**TASK DETAILS:**
Repeat the lines from the one with "Above is an image. Please determine if any blue road" up to and including the one with "[[0, 70, 9, 114], [7, 71, 49, 114]]", replacing "soldier" with "person" and keeping everything else the same.

**DATA EXCERPTS:**
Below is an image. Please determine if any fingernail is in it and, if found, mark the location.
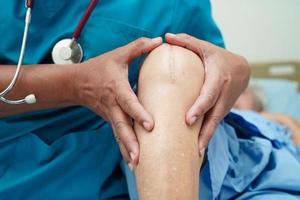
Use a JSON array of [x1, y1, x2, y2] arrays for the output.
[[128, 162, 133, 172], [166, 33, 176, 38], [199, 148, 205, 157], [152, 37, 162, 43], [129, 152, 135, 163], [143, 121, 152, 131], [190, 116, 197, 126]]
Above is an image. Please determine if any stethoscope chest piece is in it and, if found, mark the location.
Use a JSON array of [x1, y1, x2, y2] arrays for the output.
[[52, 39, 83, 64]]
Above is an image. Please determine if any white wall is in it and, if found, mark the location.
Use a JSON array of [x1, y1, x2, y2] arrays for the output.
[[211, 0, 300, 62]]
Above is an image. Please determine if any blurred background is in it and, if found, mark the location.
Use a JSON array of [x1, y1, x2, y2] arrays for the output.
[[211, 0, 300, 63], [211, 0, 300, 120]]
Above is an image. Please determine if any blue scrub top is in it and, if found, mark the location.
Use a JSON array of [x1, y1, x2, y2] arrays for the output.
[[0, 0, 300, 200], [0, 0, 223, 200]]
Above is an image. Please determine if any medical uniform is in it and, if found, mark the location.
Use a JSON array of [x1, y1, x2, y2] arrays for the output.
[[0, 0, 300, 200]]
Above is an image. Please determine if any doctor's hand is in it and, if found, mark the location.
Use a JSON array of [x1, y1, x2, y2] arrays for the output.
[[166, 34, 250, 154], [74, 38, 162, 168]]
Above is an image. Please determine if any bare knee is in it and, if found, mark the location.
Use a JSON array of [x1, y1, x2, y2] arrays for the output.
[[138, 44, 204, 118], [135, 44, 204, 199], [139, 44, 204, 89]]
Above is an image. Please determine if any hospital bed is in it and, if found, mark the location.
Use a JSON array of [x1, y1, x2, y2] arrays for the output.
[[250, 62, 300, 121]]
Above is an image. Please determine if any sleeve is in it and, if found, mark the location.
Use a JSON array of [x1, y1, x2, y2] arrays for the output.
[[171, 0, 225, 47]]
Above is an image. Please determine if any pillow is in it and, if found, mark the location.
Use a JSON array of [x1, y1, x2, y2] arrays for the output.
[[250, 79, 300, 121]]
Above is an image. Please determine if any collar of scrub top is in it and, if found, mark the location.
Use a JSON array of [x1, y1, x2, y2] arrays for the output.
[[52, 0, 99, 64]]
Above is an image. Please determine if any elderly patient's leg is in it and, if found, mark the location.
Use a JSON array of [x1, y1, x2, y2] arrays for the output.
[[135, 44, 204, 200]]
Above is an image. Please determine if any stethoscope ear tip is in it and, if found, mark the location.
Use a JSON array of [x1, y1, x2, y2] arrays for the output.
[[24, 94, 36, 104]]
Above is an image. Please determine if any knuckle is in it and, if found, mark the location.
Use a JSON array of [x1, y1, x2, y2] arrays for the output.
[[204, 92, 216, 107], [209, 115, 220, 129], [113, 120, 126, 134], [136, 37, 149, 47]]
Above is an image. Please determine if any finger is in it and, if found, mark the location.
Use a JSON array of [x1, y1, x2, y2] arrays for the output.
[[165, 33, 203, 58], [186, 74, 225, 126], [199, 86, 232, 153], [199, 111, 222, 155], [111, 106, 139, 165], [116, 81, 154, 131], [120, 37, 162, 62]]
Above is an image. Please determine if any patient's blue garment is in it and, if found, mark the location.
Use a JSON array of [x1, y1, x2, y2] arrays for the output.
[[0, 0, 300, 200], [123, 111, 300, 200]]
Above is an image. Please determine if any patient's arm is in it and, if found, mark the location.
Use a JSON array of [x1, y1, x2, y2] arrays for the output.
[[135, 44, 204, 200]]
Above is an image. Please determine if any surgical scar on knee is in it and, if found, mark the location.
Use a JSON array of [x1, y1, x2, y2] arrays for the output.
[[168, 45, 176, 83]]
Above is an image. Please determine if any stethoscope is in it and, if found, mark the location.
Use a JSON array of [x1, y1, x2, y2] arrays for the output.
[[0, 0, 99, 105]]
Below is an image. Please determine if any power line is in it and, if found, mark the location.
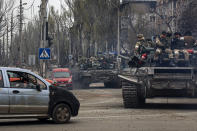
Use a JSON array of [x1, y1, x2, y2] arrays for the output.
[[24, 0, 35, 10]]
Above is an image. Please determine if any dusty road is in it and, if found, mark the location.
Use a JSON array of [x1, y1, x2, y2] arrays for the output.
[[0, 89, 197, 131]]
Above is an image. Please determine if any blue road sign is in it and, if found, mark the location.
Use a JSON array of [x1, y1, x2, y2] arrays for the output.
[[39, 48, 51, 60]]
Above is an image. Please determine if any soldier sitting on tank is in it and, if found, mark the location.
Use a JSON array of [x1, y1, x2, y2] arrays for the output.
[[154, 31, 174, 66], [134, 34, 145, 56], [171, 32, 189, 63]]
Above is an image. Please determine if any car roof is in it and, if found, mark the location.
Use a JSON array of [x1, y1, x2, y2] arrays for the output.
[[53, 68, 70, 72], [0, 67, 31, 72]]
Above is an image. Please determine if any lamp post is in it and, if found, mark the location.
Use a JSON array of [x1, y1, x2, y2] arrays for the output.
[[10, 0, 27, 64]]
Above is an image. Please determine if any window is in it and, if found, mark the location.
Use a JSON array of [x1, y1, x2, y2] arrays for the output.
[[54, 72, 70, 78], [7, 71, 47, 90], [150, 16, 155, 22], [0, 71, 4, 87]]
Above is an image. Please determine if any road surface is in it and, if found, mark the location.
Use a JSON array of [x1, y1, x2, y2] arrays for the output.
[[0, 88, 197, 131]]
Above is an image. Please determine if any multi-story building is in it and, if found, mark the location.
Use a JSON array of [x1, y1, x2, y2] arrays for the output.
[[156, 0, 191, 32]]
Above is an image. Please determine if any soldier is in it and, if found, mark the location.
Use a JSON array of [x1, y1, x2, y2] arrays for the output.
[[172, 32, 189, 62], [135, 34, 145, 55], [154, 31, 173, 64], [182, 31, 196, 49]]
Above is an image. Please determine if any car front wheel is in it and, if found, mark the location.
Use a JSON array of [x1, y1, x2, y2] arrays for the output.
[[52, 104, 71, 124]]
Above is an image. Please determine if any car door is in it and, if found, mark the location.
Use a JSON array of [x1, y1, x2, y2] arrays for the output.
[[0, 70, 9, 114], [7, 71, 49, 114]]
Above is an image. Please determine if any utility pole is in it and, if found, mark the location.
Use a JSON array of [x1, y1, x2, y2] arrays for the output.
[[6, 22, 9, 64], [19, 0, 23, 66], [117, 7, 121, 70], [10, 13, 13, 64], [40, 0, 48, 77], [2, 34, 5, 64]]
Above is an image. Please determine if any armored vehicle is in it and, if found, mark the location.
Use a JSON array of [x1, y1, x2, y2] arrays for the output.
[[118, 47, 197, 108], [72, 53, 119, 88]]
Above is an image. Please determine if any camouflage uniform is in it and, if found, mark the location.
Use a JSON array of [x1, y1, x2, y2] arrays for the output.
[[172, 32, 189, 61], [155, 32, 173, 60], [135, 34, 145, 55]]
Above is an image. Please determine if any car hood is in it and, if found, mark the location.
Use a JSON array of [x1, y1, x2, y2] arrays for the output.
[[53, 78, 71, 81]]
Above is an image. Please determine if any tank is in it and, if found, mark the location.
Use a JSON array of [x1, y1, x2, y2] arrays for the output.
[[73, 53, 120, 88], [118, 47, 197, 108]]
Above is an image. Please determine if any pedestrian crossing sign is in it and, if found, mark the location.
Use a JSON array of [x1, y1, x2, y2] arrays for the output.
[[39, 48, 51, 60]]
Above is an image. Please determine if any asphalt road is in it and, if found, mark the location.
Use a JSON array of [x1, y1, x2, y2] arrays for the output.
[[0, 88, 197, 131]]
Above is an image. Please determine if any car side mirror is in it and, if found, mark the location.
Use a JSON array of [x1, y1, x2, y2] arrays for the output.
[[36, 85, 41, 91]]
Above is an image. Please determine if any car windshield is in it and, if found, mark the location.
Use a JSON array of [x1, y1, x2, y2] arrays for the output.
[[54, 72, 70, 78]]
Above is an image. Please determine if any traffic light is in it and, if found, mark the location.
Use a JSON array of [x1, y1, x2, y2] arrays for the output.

**THE REPLY:**
Above is an image. Please determine if any blue road sign is in it and, if found, mark the location.
Use a JSON array of [x1, y1, x2, y2] arrays for the output.
[[39, 48, 51, 60]]
Above is an image. Please determine if any person sitting on tank is in it and, if found, mark the location.
Use a JSON array of [x1, y1, x2, y2] arrays for the output.
[[154, 31, 174, 66], [134, 34, 145, 56], [171, 32, 189, 63]]
Above is an image. Please determine if any car roof is in it and, if found, mark the location.
Use a JSON array of [x1, y1, x2, y2] arrays for the output.
[[53, 68, 70, 72], [0, 67, 31, 72]]
Above is an image. Please determine if any lamp post is in it and, if found, mark the location.
Use a JSON array of [x1, y1, x2, y2] arrays for the output.
[[10, 0, 27, 64]]
Above is an image. Please determine if any window is in it and, if found, mark the location.
Use a JSON array of [x1, y1, x2, y2] arrays for the output.
[[54, 72, 70, 78], [7, 71, 47, 90], [150, 16, 155, 22], [0, 71, 4, 87]]
Above is an image. Please determine if any road surface is in it and, if found, mark the location.
Use a JSON array of [x1, y1, x2, y2] arrays for the output.
[[0, 88, 197, 131]]
Above is an image. Please determine if any multi-story building is in it and, if found, mark the location.
Use a JSON array of [x1, y1, x2, y2] arrays for the output.
[[156, 0, 191, 32]]
Above is an image. Please determine if any person is in it and, if found, mark the location.
Use a JSON array of [x1, y1, x2, y2] arrays for the output.
[[172, 32, 189, 62], [135, 34, 145, 55], [154, 31, 173, 64], [182, 31, 196, 49]]
Above is an image. Please determine if any car front wheel is in it and, if found, mark the location.
Use a JSON array of [x1, y1, x2, y2] arrays for the output.
[[52, 104, 71, 124]]
Above is an image. Please determine if any car door is in it and, if found, mark the location.
Use a JSON array of [x1, y1, x2, y2] arrays for the output.
[[0, 70, 9, 114], [7, 71, 49, 114]]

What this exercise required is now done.